▶ Records provided:
*-*-*

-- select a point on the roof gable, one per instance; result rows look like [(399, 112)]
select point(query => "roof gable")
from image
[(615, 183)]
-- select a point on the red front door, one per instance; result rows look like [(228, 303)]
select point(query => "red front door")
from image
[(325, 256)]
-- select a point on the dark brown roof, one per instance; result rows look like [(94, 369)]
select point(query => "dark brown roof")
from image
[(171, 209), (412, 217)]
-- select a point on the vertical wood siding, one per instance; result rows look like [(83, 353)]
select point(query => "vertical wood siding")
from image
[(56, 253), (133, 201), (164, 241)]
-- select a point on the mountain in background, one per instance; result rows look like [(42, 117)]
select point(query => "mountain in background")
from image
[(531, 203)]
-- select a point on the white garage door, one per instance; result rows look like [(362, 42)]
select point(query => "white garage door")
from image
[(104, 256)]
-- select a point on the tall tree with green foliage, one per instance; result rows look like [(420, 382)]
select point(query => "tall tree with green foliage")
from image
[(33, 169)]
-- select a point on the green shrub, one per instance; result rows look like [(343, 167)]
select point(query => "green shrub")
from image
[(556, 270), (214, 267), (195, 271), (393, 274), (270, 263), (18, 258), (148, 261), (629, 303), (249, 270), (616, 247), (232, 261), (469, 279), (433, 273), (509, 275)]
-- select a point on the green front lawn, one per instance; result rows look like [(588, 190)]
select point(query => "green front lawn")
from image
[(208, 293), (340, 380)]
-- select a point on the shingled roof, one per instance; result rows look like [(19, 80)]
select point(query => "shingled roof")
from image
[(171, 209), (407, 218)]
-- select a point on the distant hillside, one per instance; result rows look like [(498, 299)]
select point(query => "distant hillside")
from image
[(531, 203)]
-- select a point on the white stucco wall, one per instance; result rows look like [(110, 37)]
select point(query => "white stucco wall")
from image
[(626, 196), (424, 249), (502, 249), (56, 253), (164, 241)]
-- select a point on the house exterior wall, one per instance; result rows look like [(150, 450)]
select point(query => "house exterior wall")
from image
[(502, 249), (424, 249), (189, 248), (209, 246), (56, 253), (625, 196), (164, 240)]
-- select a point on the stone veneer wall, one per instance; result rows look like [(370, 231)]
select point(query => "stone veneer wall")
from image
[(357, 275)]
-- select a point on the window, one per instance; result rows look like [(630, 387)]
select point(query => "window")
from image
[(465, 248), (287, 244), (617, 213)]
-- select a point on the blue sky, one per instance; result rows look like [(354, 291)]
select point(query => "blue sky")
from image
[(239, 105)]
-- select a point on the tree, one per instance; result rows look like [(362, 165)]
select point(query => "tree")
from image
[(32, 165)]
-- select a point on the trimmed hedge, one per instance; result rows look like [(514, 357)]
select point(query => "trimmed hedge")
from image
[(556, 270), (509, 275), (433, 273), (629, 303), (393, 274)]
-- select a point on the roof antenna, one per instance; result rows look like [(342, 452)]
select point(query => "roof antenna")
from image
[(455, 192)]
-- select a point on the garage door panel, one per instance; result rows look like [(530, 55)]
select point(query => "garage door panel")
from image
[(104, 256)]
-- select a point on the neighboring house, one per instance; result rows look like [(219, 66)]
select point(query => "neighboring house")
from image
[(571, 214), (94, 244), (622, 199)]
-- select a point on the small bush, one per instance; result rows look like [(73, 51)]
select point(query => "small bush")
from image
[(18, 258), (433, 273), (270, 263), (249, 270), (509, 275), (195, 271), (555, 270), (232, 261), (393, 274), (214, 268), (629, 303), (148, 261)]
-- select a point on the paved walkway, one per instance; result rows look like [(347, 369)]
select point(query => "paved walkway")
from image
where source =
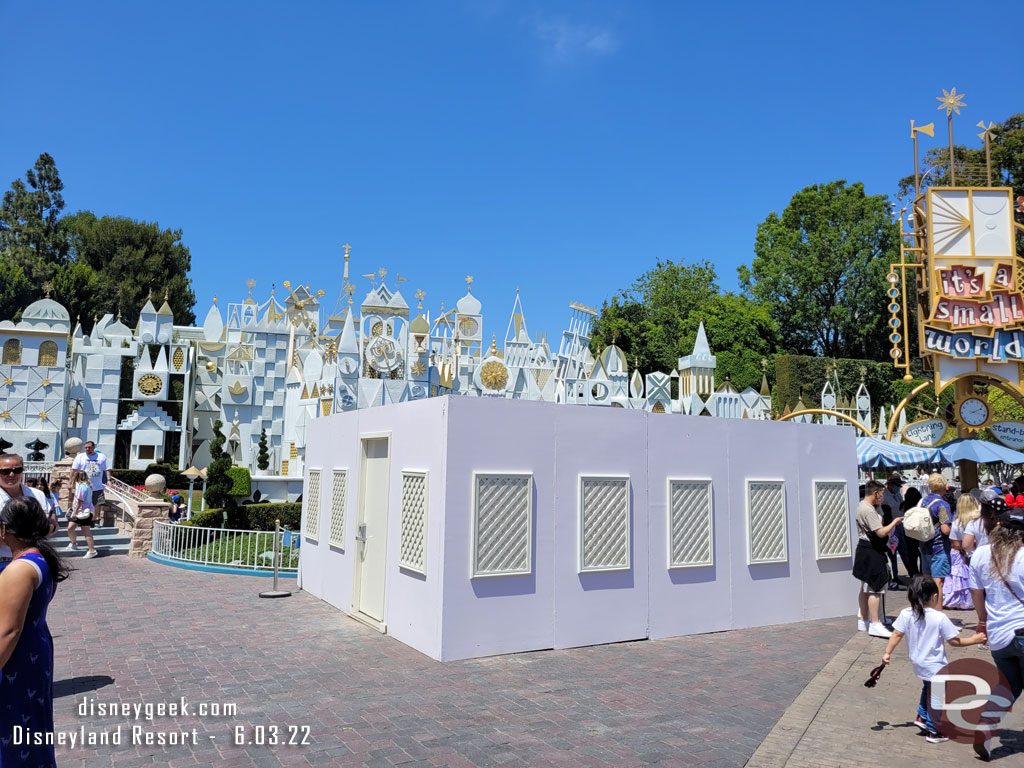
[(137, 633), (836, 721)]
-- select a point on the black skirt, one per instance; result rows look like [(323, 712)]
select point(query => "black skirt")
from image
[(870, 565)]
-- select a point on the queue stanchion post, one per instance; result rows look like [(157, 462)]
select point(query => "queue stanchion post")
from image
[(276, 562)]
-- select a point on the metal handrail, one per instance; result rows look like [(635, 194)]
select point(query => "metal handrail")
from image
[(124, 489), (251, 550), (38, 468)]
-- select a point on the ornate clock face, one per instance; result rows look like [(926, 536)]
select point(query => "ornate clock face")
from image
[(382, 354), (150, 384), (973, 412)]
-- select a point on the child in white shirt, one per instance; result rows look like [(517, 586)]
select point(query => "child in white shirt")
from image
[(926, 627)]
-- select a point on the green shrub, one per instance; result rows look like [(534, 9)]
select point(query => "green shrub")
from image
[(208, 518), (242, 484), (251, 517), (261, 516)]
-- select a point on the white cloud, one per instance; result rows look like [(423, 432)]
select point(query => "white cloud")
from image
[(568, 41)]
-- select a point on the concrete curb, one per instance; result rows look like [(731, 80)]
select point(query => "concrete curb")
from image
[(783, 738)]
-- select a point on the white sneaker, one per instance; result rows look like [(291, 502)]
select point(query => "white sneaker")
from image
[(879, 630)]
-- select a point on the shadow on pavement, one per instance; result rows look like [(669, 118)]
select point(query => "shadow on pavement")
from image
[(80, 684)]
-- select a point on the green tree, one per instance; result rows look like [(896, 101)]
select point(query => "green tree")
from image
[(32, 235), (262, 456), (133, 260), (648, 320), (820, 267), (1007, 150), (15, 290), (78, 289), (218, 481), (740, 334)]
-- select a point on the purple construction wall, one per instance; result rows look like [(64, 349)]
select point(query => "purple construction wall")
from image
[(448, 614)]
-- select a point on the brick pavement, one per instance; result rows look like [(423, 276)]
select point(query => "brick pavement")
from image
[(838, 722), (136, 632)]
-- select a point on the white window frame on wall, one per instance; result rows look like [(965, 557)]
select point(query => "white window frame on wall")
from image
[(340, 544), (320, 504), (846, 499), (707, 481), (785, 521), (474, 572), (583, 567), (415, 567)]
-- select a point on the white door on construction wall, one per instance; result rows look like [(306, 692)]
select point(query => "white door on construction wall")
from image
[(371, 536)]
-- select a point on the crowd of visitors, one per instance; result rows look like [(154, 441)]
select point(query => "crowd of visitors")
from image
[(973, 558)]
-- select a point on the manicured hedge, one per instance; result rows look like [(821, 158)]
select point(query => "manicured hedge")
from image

*-*-*

▶ Requirement:
Could you rewrite all the records above with "one per instance" changed to "one for each instance" throughout, keeping everything else the same and leaving out the pictures?

▶ In response:
-- select a point on the roof gable, one for each instance; result rows look like [(399, 112)]
select point(query => "roof gable")
from image
[(615, 183)]
-- select a point on the red front door, one for each instance; result rows look like [(228, 303)]
select point(query => "red front door")
from image
[(325, 256)]
-- select a point on the dark brown roof, one for each instance; result rows look like [(94, 369)]
select point(query => "dark brown roof")
from image
[(171, 209), (412, 217)]
-- select a point on the vertical wood siding, one for each instance; result rows look like [(83, 353)]
select point(query => "vertical wood siding")
from image
[(56, 253), (133, 201), (164, 241)]
-- select a point on the mountain in background, one for each instance; result rows look like [(42, 117)]
select point(query => "mountain in background")
from image
[(531, 203)]
-- select a point on the white garage door, one for each instance; result rows look like [(362, 42)]
select point(query => "white garage door")
from image
[(104, 256)]
-- select a point on the tall tree with green foliage, one for each instance; result rows look like [(420, 382)]
select point(query => "tall tree with green foliage")
from image
[(33, 169)]
-- select a point on the green shrub, one for each instance; result rows look like [(343, 167)]
select point(query => "green shrub")
from image
[(556, 270), (214, 267), (195, 271), (393, 274), (270, 263), (18, 258), (148, 261), (629, 303), (249, 270), (616, 247), (232, 261), (469, 279), (433, 273), (509, 275)]
-- select a point on the green front lawn, one for each instance; result rows look like [(588, 190)]
select point(query => "green front lawn")
from image
[(208, 293), (340, 380)]
-- select a point on the shingled roof, one for each instance; result rows look like [(19, 80)]
select point(query => "shingled roof")
from image
[(171, 209), (407, 218)]
-- select a point on the distant hillside, one for each instance; result rows look like [(498, 299)]
select point(query => "distant hillside")
from image
[(531, 203)]
-- select a point on the white stucco wall, one for each instance; result rows look like [(110, 37)]
select point(query => "white stucco wall")
from image
[(626, 196), (424, 249), (502, 249), (56, 253), (164, 241)]
-- select a point on the house exterior wall, one for each instance; result rows look like [(150, 450)]
select point(query => "house exterior wall")
from image
[(502, 249), (424, 249), (189, 248), (209, 246), (56, 253), (625, 196), (164, 240)]
-- select a point on the stone veneer wall, one for each instance; result rows look like [(370, 231)]
select point(query => "stone veneer wall")
from image
[(357, 275)]
-- select a point on the window, one for each instance; result rows look like [(630, 387)]
select point(query => "window")
from image
[(465, 248), (287, 244), (617, 213)]
-- select a point on the blue sky, one for each instance; result rows look like [(354, 291)]
select point(query => "blue sky")
from image
[(239, 105)]
-- select a point on the tree, one for each instance; result rows look like [(362, 165)]
select point(query => "tree")
from image
[(32, 165)]
-- select a point on the trimmed hedge, one for each instance; result rows look like [(514, 357)]
select point(query => "trimmed hedge")
from image
[(556, 270), (509, 275), (433, 273), (629, 303), (393, 274)]
-- select a point on the roof antenna, one for each instance; result rows look like [(342, 452)]
select point(query => "roof antenna")
from image
[(455, 192)]
-- select a point on the garage door panel, one for each instance; result rows look like [(530, 55)]
select point(query => "garage door panel")
from image
[(104, 256)]
-- select a point on the neighboring house, one for each instance; result rows look like [(219, 66)]
select point(query => "neighboring house")
from image
[(571, 214), (94, 244), (622, 199)]
-- select a point on the small bush, one for each instance; result rows look like [(73, 51)]
select point(query => "small bush")
from image
[(18, 258), (433, 273), (270, 263), (249, 270), (509, 275), (195, 271), (555, 270), (232, 261), (393, 274), (214, 268), (629, 303), (148, 261)]
-- select a point on the paved walkway, one for each instance; result rows look like [(347, 369)]
select point(query => "paved walkway")
from image
where source =
[(137, 633), (836, 721)]
-- select a point on the black skirt, one for each instance; result rows look like [(323, 712)]
select point(query => "black skirt")
from image
[(870, 565)]
-- select a point on the queue stanchion post, one for each instance; result rows look like [(157, 462)]
select point(query => "queue stanchion post")
from image
[(276, 562)]
-- select a point on the metal handrail, one for each instance; result rows look like [(635, 194)]
select point(query => "metal handrail")
from image
[(124, 489), (251, 550), (38, 468)]
-- select a point on the ornate clock face, one for each instance; result rows look like [(926, 536)]
select point(query => "ornate clock face")
from image
[(382, 354), (150, 384), (973, 412)]
-- select a point on the child in white shirt, one for each instance; result rows look like [(517, 586)]
select point(query => "child in white shirt")
from image
[(926, 627)]
-- select a point on the green shrub, one for each instance; result rows look like [(534, 9)]
select point(query => "green shrub")
from image
[(208, 518), (242, 484), (251, 517), (261, 516)]
-- select a point on the white cloud, one for each instance; result rows look like [(423, 432)]
select point(query => "white cloud")
from image
[(568, 41)]
-- select a point on the concrete curb, one for each instance; result rows look like [(731, 80)]
select point(query => "concrete curb")
from image
[(783, 738)]
-- select a point on the white sneaker, one for each instance; result rows look like [(291, 502)]
select point(query => "white sneaker")
from image
[(879, 630)]
-- select a point on the shadow on pavement, one for each instance; result rows look like [(669, 118)]
select point(query => "shadow on pavement")
from image
[(80, 684)]
-- select a point on the green tree, one for each instance; result rows look like [(896, 101)]
select point(query => "green tree")
from image
[(32, 235), (262, 456), (133, 260), (648, 320), (820, 267), (1007, 150), (15, 290), (78, 289), (218, 481), (740, 334)]
-- select a point on the purple construction wall, one for each instance; result rows look like [(64, 349)]
select point(query => "purple construction wall")
from image
[(448, 614)]
-- select a point on the brick pavement, one for each instance; result rows look like [(423, 276)]
select point(query => "brick pavement")
from image
[(838, 722), (136, 632)]
-- select a point on the white window frame on wall, one for each instance; result rows look like [(965, 557)]
select point(query => "white window frame on wall")
from image
[(340, 544), (320, 504), (846, 499), (707, 481), (785, 521), (474, 572), (583, 567), (415, 567)]
-- select a point on the white door on construction wall, one for each instance; result rows look like [(306, 692)]
select point(query => "white door on construction wall")
from image
[(371, 536)]
-- select a point on the crowd of visitors, one for each instance; result rows look like [(154, 441)]
select point(query => "crowd of visitors")
from image
[(973, 558)]
-- select a point on the manicured hedge, one for each instance; result rows look like [(821, 158)]
select point(query => "manicured hedge")
from image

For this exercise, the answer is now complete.